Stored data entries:

↓

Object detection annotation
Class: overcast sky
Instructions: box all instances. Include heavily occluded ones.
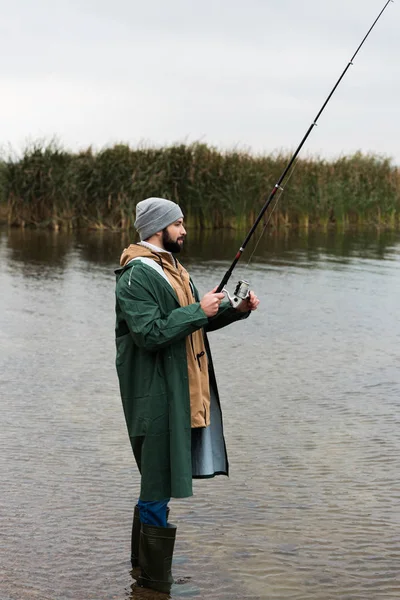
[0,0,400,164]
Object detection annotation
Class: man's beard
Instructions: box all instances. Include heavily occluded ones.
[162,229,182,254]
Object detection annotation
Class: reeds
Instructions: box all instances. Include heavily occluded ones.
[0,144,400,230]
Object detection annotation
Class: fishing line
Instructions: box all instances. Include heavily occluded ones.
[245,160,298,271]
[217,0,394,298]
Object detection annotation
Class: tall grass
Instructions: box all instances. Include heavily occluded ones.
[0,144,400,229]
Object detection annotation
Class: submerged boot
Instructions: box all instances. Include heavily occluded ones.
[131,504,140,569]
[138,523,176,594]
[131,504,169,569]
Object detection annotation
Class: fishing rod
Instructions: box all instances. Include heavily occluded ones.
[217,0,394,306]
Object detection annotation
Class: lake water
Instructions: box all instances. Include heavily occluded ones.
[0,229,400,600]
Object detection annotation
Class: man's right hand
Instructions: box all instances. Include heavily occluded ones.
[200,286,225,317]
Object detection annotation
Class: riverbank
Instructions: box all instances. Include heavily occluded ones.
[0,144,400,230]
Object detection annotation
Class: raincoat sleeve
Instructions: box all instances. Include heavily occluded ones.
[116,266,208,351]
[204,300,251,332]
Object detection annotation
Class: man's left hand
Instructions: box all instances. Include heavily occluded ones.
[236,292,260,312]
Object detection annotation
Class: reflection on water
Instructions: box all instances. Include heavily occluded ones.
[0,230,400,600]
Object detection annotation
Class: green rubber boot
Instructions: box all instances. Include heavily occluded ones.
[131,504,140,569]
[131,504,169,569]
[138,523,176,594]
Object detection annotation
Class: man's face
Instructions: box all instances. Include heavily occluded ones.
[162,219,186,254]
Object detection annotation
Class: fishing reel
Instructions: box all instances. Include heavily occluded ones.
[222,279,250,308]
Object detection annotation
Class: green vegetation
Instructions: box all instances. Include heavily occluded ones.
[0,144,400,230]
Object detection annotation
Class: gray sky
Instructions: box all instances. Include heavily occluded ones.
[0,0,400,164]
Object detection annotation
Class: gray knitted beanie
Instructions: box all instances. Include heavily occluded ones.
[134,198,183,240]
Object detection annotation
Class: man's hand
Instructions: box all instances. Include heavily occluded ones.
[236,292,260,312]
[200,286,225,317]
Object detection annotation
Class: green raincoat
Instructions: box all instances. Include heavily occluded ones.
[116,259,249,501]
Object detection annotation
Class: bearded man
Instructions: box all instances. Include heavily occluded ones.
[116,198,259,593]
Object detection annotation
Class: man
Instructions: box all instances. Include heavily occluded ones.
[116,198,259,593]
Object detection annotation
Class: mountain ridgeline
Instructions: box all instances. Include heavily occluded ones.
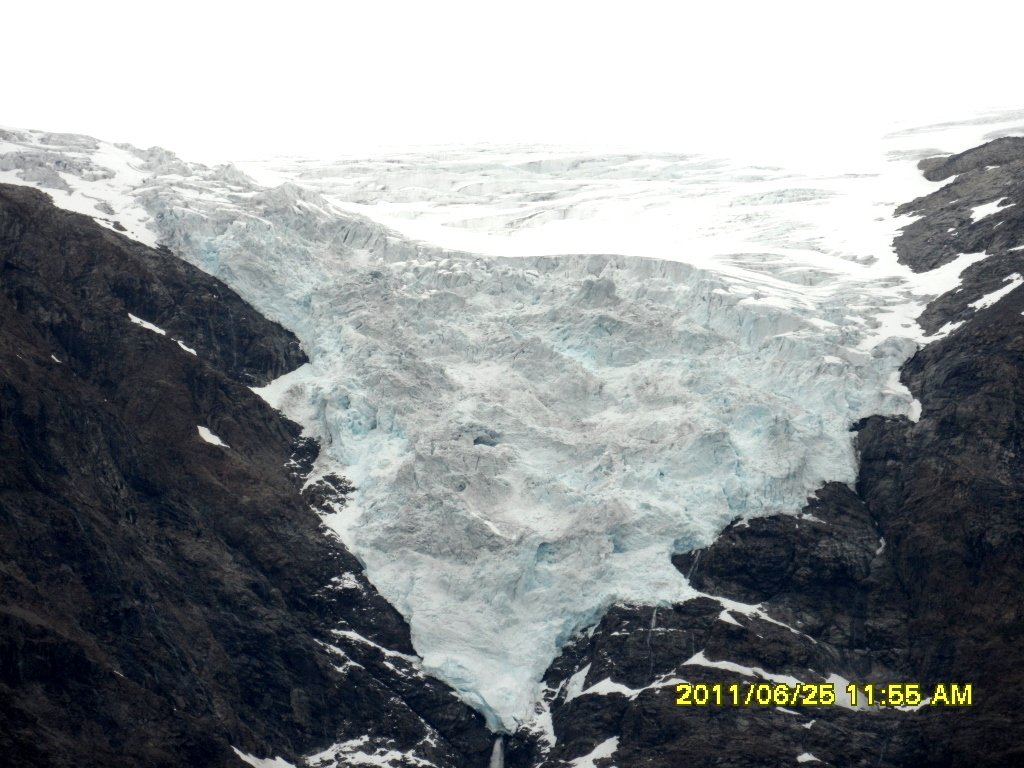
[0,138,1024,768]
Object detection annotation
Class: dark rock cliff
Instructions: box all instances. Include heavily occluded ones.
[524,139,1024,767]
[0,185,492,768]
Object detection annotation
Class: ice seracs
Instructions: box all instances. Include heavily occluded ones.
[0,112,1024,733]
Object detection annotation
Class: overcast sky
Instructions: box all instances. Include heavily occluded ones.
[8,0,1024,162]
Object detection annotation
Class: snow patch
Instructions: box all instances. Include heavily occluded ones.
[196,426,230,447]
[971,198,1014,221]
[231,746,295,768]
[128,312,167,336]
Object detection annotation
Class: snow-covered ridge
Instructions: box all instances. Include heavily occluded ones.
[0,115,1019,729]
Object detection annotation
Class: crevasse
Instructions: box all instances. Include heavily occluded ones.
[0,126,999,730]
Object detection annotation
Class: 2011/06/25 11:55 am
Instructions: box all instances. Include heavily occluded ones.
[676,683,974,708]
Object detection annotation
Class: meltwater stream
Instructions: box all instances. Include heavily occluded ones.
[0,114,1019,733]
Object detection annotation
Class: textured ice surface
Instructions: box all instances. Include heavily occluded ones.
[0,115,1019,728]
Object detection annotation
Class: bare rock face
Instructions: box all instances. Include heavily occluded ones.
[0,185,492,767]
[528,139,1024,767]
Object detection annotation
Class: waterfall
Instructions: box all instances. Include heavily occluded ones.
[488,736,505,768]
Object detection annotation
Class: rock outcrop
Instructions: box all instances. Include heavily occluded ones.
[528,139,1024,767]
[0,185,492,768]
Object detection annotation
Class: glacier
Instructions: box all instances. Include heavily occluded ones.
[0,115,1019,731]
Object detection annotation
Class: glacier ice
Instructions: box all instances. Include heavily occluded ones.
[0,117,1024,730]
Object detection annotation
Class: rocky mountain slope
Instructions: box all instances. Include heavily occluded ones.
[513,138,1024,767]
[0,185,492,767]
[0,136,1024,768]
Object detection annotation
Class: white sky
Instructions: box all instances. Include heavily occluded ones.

↑

**WORK TO COMPLETE**:
Please locate every line in the data above that contains the word "green" and copy each one. Case counts.

**OUTPUT**:
Class: green rubber boot
Class: green vegetation
Class: green raincoat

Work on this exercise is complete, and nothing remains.